Can you rewrite the part below that opens with the line containing "Return a box for the large white planter." and closes with the line containing "[373,212,437,392]" as a Markdown table with the columns Row and Text, skipping blank lines and leaving the pictures out?

_ _ _

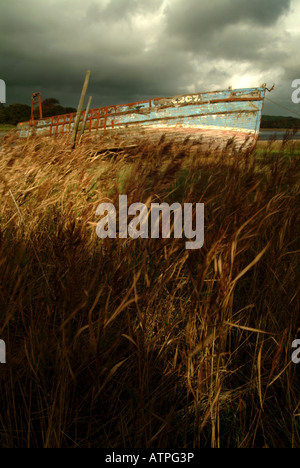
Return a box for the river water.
[258,128,300,141]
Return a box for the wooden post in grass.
[79,96,92,142]
[71,70,91,148]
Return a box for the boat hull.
[17,85,266,149]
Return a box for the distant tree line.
[0,98,76,125]
[260,115,300,129]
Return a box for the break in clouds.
[0,0,300,115]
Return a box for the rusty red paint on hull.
[17,85,266,148]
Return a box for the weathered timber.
[17,85,266,153]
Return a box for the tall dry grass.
[0,135,300,448]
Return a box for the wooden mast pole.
[79,96,92,142]
[71,70,91,148]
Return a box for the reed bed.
[0,134,300,449]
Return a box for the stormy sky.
[0,0,300,116]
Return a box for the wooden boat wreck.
[17,84,267,149]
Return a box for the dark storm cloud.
[0,0,300,117]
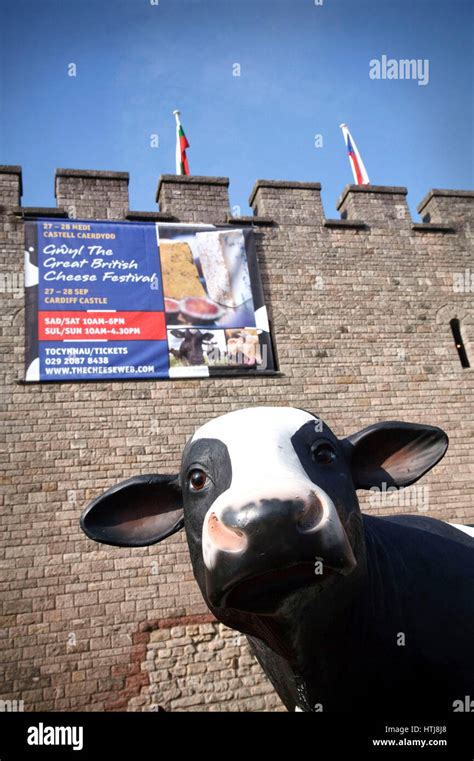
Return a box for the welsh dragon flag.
[173,111,189,174]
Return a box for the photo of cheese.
[160,241,206,301]
[196,230,252,309]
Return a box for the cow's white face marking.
[192,407,348,570]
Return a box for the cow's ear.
[81,475,184,547]
[344,421,448,489]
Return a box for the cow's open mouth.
[222,562,334,613]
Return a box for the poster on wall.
[25,219,275,382]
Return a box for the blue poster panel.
[25,219,275,382]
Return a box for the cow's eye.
[188,468,207,491]
[311,442,336,465]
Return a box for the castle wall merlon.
[54,169,129,220]
[417,189,474,225]
[156,174,230,224]
[0,165,23,208]
[249,180,324,225]
[337,185,412,228]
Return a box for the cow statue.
[170,328,214,365]
[81,407,474,716]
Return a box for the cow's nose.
[204,490,325,552]
[207,512,247,552]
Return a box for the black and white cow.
[170,328,214,365]
[81,407,474,717]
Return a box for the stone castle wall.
[0,166,474,710]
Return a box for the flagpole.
[339,124,370,185]
[173,110,181,174]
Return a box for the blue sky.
[0,0,474,217]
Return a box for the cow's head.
[81,407,448,619]
[171,328,214,365]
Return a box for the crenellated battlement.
[0,157,474,711]
[0,166,474,233]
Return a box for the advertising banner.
[25,219,275,381]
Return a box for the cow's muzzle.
[202,480,356,612]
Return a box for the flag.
[339,124,370,185]
[173,111,189,174]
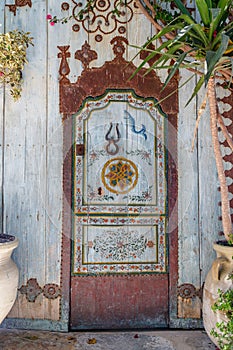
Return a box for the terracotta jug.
[203,242,233,345]
[0,234,19,324]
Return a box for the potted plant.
[0,30,33,101]
[211,274,233,350]
[0,234,19,324]
[129,0,233,349]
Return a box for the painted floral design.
[102,158,138,193]
[93,230,153,261]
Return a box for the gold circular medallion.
[101,157,138,194]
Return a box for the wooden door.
[70,90,173,330]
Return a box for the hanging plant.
[0,30,33,101]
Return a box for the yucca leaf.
[209,0,232,39]
[218,0,232,10]
[174,0,194,20]
[143,43,183,74]
[185,75,205,107]
[206,0,213,9]
[205,34,229,85]
[163,52,188,89]
[196,0,211,27]
[189,23,209,46]
[130,50,163,79]
[173,24,193,42]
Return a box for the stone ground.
[0,329,217,350]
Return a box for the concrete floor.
[0,329,217,350]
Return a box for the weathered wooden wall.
[0,0,229,330]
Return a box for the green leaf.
[173,24,193,42]
[163,52,188,89]
[185,75,205,107]
[205,34,229,85]
[174,0,194,20]
[196,0,211,26]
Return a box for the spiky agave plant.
[134,0,233,244]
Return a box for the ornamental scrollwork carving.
[5,0,32,16]
[19,278,61,303]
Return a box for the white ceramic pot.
[203,243,233,345]
[0,234,19,324]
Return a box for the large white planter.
[203,243,233,345]
[0,234,19,324]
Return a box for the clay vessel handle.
[212,257,229,281]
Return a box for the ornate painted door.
[71,90,169,330]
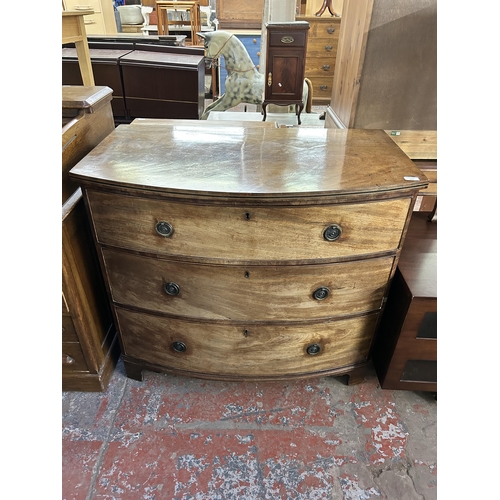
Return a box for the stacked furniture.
[216,0,264,30]
[62,41,205,123]
[62,86,118,391]
[63,0,117,35]
[297,16,341,106]
[70,123,427,383]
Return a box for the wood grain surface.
[87,190,411,262]
[103,248,394,321]
[116,308,378,378]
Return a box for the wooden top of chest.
[71,119,428,198]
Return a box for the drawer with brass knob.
[117,308,378,380]
[102,248,394,321]
[88,190,411,261]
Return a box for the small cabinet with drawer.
[262,21,309,125]
[71,120,427,382]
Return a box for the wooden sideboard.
[70,120,427,383]
[62,86,118,391]
[62,42,205,123]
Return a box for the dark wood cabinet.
[262,21,309,125]
[373,212,437,392]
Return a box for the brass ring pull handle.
[306,344,321,356]
[323,224,342,241]
[163,281,181,295]
[155,220,174,238]
[313,286,330,300]
[172,341,187,352]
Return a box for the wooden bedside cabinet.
[262,21,309,125]
[71,123,427,383]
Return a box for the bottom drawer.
[116,307,378,377]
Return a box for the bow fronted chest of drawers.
[297,16,341,105]
[71,119,427,382]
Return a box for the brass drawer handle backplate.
[163,281,181,295]
[313,286,330,300]
[306,344,321,356]
[172,341,187,352]
[155,220,174,238]
[323,224,342,241]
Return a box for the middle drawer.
[102,248,394,321]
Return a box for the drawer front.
[103,248,394,321]
[88,190,411,263]
[117,308,378,378]
[307,38,338,61]
[267,31,307,47]
[62,342,89,373]
[309,21,340,38]
[306,57,335,77]
[306,77,333,102]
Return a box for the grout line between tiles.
[85,378,129,500]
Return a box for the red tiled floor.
[63,363,436,500]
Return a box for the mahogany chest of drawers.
[61,85,119,391]
[70,119,427,382]
[297,16,341,105]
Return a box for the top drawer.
[87,190,411,263]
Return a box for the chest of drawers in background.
[62,85,119,391]
[71,119,427,382]
[297,16,341,106]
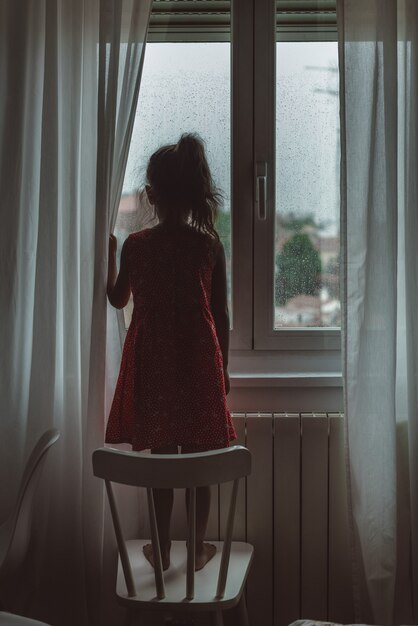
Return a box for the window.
[117,0,340,368]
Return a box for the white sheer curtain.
[338,0,418,624]
[0,0,151,626]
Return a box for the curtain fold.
[0,0,151,626]
[338,0,418,624]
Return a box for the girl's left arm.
[106,235,131,309]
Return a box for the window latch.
[255,161,267,220]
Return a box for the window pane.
[116,42,231,323]
[274,41,340,329]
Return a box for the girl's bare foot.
[195,543,216,572]
[142,543,171,572]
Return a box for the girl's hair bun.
[147,133,222,239]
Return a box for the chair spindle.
[147,487,165,600]
[186,487,196,600]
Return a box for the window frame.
[116,0,341,375]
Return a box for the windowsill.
[230,372,343,387]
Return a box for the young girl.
[106,135,235,569]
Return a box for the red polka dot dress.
[106,225,235,450]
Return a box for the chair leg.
[237,594,249,626]
[123,609,133,626]
[212,611,224,626]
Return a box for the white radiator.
[140,413,354,626]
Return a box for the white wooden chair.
[0,429,60,588]
[93,446,253,626]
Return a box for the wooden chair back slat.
[147,487,165,600]
[93,446,251,489]
[216,478,239,598]
[186,487,196,600]
[105,480,136,598]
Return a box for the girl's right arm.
[106,235,131,309]
[211,243,230,393]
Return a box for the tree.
[276,232,322,306]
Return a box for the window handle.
[255,161,267,220]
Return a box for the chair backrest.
[93,446,251,599]
[0,428,60,578]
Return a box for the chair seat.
[116,540,253,611]
[0,611,48,626]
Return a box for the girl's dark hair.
[147,134,222,239]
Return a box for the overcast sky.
[124,42,339,234]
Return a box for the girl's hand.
[224,370,231,395]
[109,234,118,256]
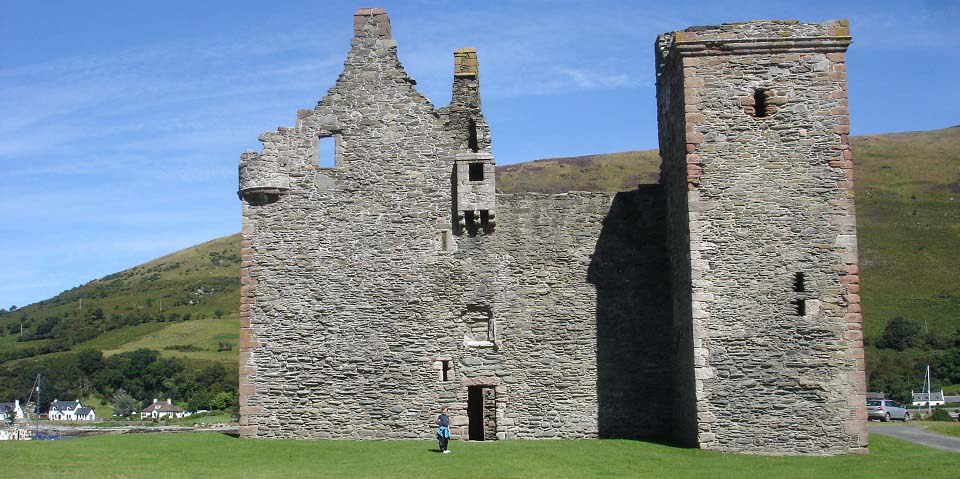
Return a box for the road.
[867,424,960,453]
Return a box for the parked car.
[867,399,910,422]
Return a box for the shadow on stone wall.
[588,185,677,440]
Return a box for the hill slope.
[0,234,240,364]
[0,127,960,402]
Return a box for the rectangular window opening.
[793,273,807,293]
[470,163,483,181]
[317,136,337,169]
[440,359,453,382]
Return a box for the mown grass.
[3,433,958,479]
[916,421,960,437]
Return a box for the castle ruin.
[239,8,867,454]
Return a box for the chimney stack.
[353,8,390,40]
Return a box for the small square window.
[470,163,483,181]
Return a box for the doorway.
[467,386,497,441]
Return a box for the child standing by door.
[437,407,450,454]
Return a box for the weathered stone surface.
[657,21,866,454]
[240,9,866,454]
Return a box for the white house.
[910,389,946,406]
[47,399,97,421]
[0,399,24,422]
[140,398,188,419]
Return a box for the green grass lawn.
[923,421,960,436]
[3,433,960,479]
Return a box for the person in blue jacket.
[437,407,450,454]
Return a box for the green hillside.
[0,127,960,406]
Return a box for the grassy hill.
[0,235,240,364]
[0,127,960,404]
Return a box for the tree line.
[0,349,238,412]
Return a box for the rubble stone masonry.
[239,8,866,454]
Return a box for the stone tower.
[440,48,497,234]
[239,8,866,454]
[656,20,867,454]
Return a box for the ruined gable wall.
[240,10,670,439]
[241,11,464,437]
[660,21,866,454]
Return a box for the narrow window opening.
[467,118,480,153]
[317,136,337,169]
[440,359,453,382]
[470,163,483,181]
[793,273,807,293]
[753,88,767,118]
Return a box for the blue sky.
[0,0,960,307]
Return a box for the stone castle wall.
[657,21,866,454]
[240,9,866,453]
[241,8,670,439]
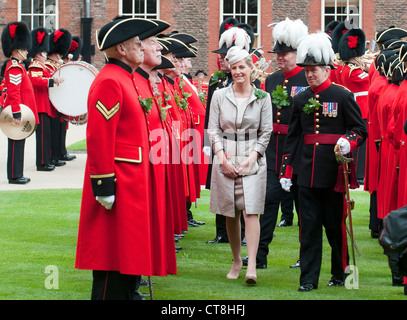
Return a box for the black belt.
[221,132,253,141]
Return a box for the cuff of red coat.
[90,173,116,197]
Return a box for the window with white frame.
[19,0,58,32]
[120,0,159,19]
[221,0,260,48]
[322,0,362,29]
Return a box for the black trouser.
[369,191,380,232]
[298,186,349,287]
[91,270,141,300]
[35,113,51,167]
[256,170,297,264]
[51,113,67,161]
[7,139,25,180]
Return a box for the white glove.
[202,146,211,157]
[96,195,115,210]
[280,178,293,192]
[336,138,350,155]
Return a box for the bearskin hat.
[1,21,31,58]
[64,36,83,61]
[48,29,72,56]
[271,18,308,53]
[28,28,49,58]
[296,31,335,68]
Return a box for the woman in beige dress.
[208,46,273,284]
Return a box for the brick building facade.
[0,0,407,75]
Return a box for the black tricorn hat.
[169,32,198,44]
[219,18,240,39]
[138,19,170,40]
[338,28,366,61]
[324,20,341,36]
[153,56,175,70]
[399,44,407,62]
[158,38,188,55]
[330,22,349,53]
[48,28,72,56]
[375,26,407,44]
[1,21,32,58]
[97,17,161,51]
[28,28,49,58]
[236,23,256,52]
[383,39,407,50]
[64,36,83,61]
[375,50,398,72]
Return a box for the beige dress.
[207,86,273,217]
[235,98,249,211]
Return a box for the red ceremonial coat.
[174,77,200,202]
[160,76,189,234]
[134,68,176,274]
[340,63,369,119]
[390,80,407,208]
[75,59,176,276]
[44,59,60,118]
[377,83,399,219]
[4,58,39,124]
[28,60,55,116]
[364,74,387,192]
[184,79,209,188]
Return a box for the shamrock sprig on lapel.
[138,96,154,115]
[209,70,226,86]
[271,85,290,109]
[303,98,321,114]
[254,88,267,99]
[158,91,171,121]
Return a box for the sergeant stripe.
[95,100,120,120]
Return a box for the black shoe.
[62,153,76,161]
[52,160,66,167]
[189,218,206,226]
[290,260,301,269]
[328,276,345,287]
[188,219,199,227]
[298,283,316,292]
[8,177,31,184]
[37,164,55,171]
[278,220,293,227]
[206,236,229,244]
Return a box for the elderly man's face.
[276,51,297,72]
[142,37,163,67]
[120,37,144,68]
[304,66,331,88]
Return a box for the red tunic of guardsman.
[75,18,177,276]
[134,67,176,273]
[374,56,399,219]
[160,72,189,234]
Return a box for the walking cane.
[148,276,154,300]
[334,145,361,267]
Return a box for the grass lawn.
[0,189,407,300]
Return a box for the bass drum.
[49,61,98,125]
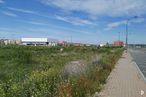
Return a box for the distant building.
[114,41,124,47]
[99,44,106,47]
[0,39,21,45]
[21,38,58,46]
[59,41,68,46]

_ _ _

→ **The reply**:
| Row | Text |
|---|---|
| 1 | Return a box for the large white planter. |
| 2 | [203,243,233,345] |
| 3 | [0,234,19,324] |
| 4 | Return a box for the clay vessel handle. |
| 5 | [212,257,229,281] |
| 6 | Return a box for the ornate painted door. |
| 7 | [71,90,169,330] |
| 8 | Return a box for the stacked furniture. |
| 9 | [216,0,264,30] |
| 10 | [62,41,205,123] |
| 11 | [62,86,118,391] |
| 12 | [63,0,117,35] |
| 13 | [297,16,341,106] |
| 14 | [70,123,427,383] |
| 15 | Return a box for the wood grain surface. |
| 16 | [87,190,411,262] |
| 17 | [103,248,394,321] |
| 18 | [116,308,378,378] |
| 19 | Return a box for the wooden top of chest. |
| 20 | [71,119,428,198] |
| 21 | Return a box for the drawer with brass knob. |
| 22 | [117,308,378,380] |
| 23 | [102,248,394,321] |
| 24 | [88,190,411,261] |
| 25 | Return a box for the small cabinet with drawer. |
| 26 | [262,21,309,125] |
| 27 | [71,120,427,382] |
| 28 | Return a box for the wooden sideboard. |
| 29 | [70,120,427,383] |
| 30 | [62,86,118,391] |
| 31 | [62,42,205,123] |
| 32 | Return a box for the dark wood cabinet. |
| 33 | [262,21,309,125] |
| 34 | [373,212,437,392] |